__Provided passage__:
Doctor of Philosophy candidate
Master of Science in Biomedical Science
Science and the human body have always fascinated her, says Anushree Nagaraj who came to AUT as an international student from India to complete a Master of Science, followed by a PhD in biomedical science.
“I chose to study biomedical sciences due to my curiosity to find out why and how things in the body work, and because this field of science gives us the potential to develop cures – such as drugs or tissue-engineered constructs – for various ailments. After finishing my Bachelor of Science (Honours) in biomedical sciences back in India, I wanted to expand my knowledge with a master’s degree in the same field.”
With that decision made, she then started looking for the right university for her postgraduate study. She soon found it in AUT.
“I chose AUT because of its excellent reputation and the recommendations from many people I spoke to before coming here, and because it offered me a one-year master’s degree. That was perfect for me as I had already completed my honours degree, but felt like I needed a little more experience and confidence before getting into a PhD. I had always wanted to do a PhD, and I definitely knew I wanted to continue my studies at AUT after doing my master’s here and liking it a lot.”
The search for effective new treatments
For her PhD research, Anushree is focused on developing cannabis-based buccal formulations. Her research is supported by a Callaghan Innovation R&D Fellowship Grant and she is working with industry partner Helius Therapeutics Limited.
“This project adds to the development of New Zealand’s intellectual property in this field, and has the potential to provide patients with effective and targeted medicines to treat conditions like chronic pain, chemotherapy-induced nausea and epilepsy.”
Her research is being supervised by Associate Professor Ali Seyfoddin and Dr Ghada Zidan from AUT’s School of Science.
“My true research passion was always to work with natural compounds and medicines, and after talking to Associate Professor Ali Seyfoddin, I realised that I wanted to work with cannabis; a truly misjudged plant with numerous health benefits. Associate Professor Ali Seyfoddin and Dr Ghada Zidan were my supervisors for my master’s degree and they are for my PhD research as well. Both of them are extremely encouraging, approachable and have always motivated me to do my best.”
The right support
The academic staff have been one of the things she has appreciated most about her time at AUT, says Anushree who hopes to work as a researcher and lecturer herself when she finishes her PhD.
“The way the academic staff at AUT teach is what I enjoyed the most. It’s such an interactive learning environment where you can gain knowledge with ease, and the staff are really friendly and easy to approach.”
She wouldn’t hesitate to recommend the postgraduate science programmes at AUT.
“I’d definitely recommend postgraduate study in science because of the academic staff at AUT and their teaching strategies, the wonderful student advisors, and the extremely helpful science administration team, lab technicians and Graduate Research School staff. I also appreciate that AUT has offered me the opportunity to work as a teaching assistant part-time while working on my PhD research.”

__Source information__:
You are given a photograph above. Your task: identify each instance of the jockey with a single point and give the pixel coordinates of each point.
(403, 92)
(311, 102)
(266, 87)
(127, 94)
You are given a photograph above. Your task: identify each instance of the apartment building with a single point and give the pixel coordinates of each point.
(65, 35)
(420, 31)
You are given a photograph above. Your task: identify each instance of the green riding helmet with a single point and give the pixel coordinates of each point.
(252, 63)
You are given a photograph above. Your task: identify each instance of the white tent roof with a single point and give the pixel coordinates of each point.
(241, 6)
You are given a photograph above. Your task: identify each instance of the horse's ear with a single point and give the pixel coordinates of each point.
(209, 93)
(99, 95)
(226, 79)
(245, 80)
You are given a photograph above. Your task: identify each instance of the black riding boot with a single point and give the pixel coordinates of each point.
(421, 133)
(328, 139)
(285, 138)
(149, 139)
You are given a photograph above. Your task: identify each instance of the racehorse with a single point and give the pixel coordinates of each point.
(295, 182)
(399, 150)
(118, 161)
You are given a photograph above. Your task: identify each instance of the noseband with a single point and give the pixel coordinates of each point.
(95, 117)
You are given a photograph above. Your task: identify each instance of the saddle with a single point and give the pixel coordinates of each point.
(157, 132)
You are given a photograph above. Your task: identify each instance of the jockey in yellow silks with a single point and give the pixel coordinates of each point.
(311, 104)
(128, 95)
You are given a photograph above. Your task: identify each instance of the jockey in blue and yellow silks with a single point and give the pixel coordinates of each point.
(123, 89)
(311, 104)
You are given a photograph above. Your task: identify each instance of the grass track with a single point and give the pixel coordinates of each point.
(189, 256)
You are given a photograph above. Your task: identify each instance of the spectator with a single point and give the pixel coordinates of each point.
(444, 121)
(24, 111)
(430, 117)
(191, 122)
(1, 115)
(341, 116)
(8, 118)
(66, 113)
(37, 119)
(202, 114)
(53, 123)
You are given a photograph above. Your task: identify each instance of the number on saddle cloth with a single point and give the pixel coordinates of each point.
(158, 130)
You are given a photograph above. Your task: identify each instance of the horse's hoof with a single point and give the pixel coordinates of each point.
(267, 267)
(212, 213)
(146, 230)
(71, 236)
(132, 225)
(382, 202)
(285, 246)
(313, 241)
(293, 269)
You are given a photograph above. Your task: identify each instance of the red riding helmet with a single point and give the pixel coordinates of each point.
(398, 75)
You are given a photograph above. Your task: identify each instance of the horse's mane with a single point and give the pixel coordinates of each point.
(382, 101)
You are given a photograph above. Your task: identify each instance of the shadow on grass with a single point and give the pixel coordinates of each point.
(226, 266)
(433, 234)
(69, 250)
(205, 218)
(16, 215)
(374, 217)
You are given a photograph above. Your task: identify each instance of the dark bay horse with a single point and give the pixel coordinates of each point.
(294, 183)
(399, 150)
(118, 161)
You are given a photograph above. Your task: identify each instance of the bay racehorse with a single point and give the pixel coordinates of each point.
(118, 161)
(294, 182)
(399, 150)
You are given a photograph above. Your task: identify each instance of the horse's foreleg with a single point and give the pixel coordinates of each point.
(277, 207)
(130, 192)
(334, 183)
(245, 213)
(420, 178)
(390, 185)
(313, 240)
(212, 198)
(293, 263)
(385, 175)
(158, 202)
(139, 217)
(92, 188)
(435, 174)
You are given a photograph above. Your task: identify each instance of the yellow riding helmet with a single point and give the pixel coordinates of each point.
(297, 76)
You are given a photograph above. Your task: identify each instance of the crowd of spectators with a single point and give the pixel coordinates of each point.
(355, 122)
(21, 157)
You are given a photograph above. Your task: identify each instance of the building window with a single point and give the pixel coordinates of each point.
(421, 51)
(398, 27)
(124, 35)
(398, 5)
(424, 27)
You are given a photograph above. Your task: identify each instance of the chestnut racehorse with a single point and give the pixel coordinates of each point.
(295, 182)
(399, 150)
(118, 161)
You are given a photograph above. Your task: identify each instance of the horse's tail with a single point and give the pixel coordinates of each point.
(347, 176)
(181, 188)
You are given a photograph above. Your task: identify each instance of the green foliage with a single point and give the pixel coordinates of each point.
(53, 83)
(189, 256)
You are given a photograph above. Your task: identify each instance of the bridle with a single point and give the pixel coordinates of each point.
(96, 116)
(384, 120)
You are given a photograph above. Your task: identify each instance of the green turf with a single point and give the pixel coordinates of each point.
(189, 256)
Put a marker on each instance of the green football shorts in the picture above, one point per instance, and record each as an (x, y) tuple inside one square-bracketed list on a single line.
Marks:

__Requirement__: According to the profile of Anushree Nagaraj, which grant supports her PhD research?

__Answer box__: A Callaghan Innovation R&D Fellowship Grant supports her PhD research.